*Given data:*
(begin)

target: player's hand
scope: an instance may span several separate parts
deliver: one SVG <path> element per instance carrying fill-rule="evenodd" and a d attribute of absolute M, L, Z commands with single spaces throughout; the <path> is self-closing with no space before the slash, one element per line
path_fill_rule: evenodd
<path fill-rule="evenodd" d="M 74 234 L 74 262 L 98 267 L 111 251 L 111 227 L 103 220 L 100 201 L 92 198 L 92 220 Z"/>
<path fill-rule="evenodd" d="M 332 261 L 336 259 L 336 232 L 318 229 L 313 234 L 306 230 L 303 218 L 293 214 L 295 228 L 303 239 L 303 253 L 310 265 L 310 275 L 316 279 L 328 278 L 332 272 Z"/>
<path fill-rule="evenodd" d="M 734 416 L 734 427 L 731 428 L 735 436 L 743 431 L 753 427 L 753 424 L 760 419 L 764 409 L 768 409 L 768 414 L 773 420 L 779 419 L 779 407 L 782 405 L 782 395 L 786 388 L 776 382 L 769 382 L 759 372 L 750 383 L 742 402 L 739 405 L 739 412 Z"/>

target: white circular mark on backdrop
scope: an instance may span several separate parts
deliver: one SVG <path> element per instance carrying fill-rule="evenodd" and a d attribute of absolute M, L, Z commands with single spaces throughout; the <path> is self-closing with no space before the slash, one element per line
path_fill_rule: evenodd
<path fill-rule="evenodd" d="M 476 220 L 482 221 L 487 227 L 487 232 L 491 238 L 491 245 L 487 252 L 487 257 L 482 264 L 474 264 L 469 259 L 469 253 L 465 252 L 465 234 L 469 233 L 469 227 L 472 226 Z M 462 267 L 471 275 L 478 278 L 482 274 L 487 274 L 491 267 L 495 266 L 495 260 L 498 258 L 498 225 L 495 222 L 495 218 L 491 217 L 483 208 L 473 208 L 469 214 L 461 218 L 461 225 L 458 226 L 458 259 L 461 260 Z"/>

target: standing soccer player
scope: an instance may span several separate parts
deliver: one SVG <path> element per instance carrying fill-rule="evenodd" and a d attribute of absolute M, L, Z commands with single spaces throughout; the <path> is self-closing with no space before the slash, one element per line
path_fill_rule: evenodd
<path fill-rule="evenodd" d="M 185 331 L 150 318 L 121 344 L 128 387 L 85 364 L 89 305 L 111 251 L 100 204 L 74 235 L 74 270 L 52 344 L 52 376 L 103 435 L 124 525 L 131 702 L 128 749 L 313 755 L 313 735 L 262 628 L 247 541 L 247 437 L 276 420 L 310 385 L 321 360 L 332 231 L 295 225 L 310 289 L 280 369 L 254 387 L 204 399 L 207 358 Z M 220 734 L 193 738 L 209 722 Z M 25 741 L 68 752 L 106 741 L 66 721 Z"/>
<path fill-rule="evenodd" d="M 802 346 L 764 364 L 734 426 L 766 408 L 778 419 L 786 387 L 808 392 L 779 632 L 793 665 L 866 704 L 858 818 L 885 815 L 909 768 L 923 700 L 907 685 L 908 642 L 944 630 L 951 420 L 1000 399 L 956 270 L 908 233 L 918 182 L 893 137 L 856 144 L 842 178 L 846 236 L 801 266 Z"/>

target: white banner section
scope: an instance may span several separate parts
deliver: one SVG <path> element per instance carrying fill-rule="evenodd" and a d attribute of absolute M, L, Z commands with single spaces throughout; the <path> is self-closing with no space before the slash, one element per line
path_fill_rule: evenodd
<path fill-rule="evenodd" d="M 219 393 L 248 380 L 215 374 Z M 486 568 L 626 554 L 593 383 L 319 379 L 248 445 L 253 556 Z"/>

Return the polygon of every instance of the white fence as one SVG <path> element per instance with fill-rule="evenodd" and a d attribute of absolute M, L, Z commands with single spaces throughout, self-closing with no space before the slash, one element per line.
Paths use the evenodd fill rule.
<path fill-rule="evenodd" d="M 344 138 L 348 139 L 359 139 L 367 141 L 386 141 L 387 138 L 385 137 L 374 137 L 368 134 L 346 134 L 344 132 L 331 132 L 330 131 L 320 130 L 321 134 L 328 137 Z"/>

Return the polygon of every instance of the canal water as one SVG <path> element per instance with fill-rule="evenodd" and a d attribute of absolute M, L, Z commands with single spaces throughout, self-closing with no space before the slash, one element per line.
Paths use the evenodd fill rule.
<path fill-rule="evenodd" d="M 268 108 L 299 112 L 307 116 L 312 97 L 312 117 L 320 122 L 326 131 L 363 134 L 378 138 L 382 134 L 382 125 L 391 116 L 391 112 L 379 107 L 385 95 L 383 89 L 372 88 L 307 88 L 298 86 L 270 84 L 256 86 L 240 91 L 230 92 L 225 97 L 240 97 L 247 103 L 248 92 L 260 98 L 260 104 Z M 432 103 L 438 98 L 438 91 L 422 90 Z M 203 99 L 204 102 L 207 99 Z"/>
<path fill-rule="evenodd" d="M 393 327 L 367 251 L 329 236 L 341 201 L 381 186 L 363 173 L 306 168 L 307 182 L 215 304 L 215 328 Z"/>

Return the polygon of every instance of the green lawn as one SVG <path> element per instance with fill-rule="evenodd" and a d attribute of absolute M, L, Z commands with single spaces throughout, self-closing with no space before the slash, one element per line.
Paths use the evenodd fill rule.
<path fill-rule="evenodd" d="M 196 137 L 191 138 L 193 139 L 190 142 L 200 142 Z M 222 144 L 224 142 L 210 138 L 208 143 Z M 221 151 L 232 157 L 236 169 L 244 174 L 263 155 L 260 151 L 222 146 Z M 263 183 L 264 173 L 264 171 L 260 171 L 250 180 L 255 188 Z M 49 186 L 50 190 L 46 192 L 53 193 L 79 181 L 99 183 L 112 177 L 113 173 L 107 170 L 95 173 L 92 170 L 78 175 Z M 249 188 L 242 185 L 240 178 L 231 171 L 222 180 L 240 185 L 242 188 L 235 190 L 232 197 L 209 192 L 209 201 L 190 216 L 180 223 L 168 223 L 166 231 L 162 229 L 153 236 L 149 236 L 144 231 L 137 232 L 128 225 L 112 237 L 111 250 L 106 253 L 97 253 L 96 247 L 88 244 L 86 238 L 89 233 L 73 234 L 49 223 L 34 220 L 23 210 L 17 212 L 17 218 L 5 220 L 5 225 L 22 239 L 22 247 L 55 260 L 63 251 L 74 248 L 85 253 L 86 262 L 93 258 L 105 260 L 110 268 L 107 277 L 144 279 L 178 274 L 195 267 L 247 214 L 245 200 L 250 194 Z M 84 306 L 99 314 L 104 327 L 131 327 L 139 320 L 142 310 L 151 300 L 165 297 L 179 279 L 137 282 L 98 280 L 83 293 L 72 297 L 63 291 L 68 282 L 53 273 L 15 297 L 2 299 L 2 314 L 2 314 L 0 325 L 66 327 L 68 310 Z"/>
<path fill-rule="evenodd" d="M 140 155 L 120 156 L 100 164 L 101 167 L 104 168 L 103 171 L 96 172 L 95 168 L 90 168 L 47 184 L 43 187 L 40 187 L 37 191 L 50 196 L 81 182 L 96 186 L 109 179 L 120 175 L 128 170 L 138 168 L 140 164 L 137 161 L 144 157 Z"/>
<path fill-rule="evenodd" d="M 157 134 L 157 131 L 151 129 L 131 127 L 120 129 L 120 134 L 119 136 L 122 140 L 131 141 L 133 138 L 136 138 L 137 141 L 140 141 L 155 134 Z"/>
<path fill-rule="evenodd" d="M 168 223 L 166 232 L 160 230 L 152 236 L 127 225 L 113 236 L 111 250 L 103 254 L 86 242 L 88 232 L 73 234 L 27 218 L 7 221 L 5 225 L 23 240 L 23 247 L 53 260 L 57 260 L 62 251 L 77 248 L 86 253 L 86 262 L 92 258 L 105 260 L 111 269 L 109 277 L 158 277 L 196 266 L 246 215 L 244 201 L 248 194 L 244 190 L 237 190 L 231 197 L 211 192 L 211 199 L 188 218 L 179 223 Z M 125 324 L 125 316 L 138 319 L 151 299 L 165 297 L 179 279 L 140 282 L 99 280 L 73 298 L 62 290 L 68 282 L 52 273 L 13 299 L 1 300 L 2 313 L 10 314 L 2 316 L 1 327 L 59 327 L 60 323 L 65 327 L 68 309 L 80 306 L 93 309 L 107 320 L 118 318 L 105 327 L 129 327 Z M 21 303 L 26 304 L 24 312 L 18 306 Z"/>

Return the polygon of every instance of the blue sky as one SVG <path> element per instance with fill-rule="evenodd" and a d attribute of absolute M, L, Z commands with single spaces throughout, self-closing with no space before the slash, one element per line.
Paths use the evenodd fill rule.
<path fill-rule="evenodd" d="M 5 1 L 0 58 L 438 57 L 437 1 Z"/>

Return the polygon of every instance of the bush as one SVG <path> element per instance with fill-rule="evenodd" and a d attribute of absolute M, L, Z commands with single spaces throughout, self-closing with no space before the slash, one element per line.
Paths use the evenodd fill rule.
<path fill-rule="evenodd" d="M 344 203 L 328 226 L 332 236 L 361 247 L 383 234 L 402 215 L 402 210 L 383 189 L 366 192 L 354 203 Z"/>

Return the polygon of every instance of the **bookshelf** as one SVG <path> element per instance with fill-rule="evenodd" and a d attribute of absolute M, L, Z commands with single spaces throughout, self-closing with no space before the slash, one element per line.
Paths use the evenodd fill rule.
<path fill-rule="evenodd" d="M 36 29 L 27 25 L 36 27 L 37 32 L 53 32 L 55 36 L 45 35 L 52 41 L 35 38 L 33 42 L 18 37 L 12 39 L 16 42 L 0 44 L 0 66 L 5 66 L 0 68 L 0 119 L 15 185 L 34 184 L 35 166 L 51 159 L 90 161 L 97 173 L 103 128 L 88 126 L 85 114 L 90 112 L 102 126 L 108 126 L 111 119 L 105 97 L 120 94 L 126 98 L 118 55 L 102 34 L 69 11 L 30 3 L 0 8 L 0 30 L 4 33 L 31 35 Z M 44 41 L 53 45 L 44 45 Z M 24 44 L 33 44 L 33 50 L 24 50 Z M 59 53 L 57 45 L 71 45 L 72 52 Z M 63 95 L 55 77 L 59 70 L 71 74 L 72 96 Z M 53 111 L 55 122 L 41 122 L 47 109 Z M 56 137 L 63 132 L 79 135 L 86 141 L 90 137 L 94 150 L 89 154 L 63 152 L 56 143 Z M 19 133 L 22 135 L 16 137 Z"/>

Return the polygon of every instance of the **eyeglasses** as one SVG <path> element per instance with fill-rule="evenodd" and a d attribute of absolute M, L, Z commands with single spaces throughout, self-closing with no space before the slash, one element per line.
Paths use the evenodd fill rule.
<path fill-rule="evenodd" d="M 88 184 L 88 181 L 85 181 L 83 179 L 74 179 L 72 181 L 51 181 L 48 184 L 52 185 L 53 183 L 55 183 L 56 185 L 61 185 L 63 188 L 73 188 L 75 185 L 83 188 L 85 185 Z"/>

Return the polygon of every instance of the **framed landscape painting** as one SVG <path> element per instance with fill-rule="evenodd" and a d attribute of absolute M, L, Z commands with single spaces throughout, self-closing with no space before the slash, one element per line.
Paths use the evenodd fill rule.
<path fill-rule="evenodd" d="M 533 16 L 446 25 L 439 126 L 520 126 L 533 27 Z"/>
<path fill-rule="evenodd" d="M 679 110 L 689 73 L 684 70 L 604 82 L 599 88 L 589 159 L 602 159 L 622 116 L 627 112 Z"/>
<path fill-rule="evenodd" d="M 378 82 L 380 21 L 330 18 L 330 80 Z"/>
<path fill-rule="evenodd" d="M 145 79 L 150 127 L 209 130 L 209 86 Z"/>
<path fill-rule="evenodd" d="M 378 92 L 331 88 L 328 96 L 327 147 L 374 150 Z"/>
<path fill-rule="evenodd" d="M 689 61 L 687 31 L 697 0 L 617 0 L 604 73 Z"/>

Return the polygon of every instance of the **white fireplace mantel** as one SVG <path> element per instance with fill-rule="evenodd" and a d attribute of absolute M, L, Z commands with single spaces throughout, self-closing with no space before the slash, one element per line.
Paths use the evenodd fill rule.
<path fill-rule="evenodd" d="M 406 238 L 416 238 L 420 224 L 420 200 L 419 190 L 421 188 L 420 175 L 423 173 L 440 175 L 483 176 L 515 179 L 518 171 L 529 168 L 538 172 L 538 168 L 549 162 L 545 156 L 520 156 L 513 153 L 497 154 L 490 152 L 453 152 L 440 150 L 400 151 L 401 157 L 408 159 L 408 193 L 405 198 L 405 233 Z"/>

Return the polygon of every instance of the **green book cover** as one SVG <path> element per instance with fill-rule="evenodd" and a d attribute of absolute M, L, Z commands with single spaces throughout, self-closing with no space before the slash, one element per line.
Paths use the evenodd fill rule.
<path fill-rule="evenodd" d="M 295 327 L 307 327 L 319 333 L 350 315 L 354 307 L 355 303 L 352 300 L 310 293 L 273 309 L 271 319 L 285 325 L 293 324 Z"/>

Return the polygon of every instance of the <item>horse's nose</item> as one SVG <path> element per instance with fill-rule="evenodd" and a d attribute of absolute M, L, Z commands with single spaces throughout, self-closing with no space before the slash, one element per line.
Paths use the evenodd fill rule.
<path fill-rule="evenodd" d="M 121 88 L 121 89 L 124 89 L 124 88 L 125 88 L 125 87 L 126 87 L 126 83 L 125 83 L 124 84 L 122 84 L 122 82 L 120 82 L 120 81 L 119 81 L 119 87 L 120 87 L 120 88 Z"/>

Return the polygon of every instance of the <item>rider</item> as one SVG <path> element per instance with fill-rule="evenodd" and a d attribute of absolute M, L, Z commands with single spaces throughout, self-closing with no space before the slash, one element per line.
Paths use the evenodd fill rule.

(end)

*What is expected:*
Extract the lines from the very first line through the line containing "734 416 L 734", both included, and reproduce them verbatim.

*Task answer:*
target: player's hand
scope: an instance may span several separate parts
deliver: one SVG <path> element per instance carrying fill-rule="evenodd" and a d attribute of absolute M, L, Z commands with single spaces throughout; the <path> is self-closing with no space before the slash, one element per line
path_fill_rule: evenodd
<path fill-rule="evenodd" d="M 74 234 L 74 262 L 98 267 L 111 251 L 111 227 L 103 220 L 100 201 L 92 198 L 92 220 Z"/>
<path fill-rule="evenodd" d="M 332 261 L 336 259 L 336 232 L 318 229 L 313 234 L 306 230 L 303 218 L 293 214 L 295 228 L 303 239 L 303 253 L 310 265 L 310 275 L 316 279 L 328 278 L 332 272 Z"/>
<path fill-rule="evenodd" d="M 734 416 L 734 427 L 731 428 L 735 436 L 743 431 L 753 427 L 753 424 L 760 419 L 764 409 L 768 409 L 768 414 L 773 420 L 779 419 L 779 407 L 782 405 L 782 395 L 786 388 L 776 382 L 769 382 L 759 372 L 750 383 L 742 402 L 739 405 L 739 412 Z"/>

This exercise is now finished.